**WRITTEN REQUEST A:**
Answer from the biography of Erin M. Riley below:
(i) From which school did Riley receive her MFA, and in what year?
(ii) In what class did Riley first learn how to sew?
(iii) On what type of loom is all of Riley's work created?

#### SELECTED EXCERPT ####

Erin M. Riley (born 1985) is a Brooklyn-based artist whose work focuses on women and women's issues primarily in hand-woven hand dyed wool tapestries. Riley's work challenges society's comfortability with art through her tapestries by displaying shocking images including nudity, drugs, violence, self harm, sexuality, and menstruation.

Life
Riley's childhood as a middle child and an introvert often left her to her devices, leading her to entertain herself through hobbies like art and reading. One of her biggest inspirations is Louise Bourgeois works and personal story, as well as Riley's own childhood and personal experiences.

She graduated with a BFA in fibers in 2007 from Massachusetts College of Art and Design, and with a MFA in fibers in 2009 from Tyler School of Art.

Career
Riley first learned how to sew in a Home Economics class in high school. Her quickly honed skills and instant attraction to the craft prompted her to receive her first sewing machine on her next birthday, which she still owns.  All of Riley's work Is created on a floor loom with wool hand dyed by Riley. She utilizes social media platforms like Facebook, Instagram, and Tumblr, gathering pictures she compiles into different folders coupled with research to create art for her exhibitions. She uses these images  as a reference to create her tapestries directly from the computer rather than sketching the design on paper before hand; however, she does takes notes for each piece in a journal and her  phone's notes.

####

**WRITTEN REQUEST B:** Reproduce every line of the records below word for word, omitting the pictures.

#### TASK DATA ####

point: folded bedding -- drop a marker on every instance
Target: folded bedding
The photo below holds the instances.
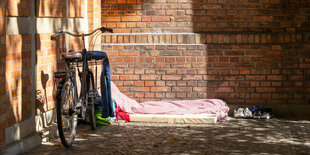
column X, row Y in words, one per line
column 184, row 107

####

**EXERCISE RESPONSE A:**
(i) Tyler School of Art, in 2009
(ii) A Home Economics class in high school
(iii) A floor loom

**EXERCISE RESPONSE B:**
point: folded bedding -- drop a marker on every instance
Target: folded bedding
The photo below holds the instances.
column X, row Y in words, one per line
column 184, row 107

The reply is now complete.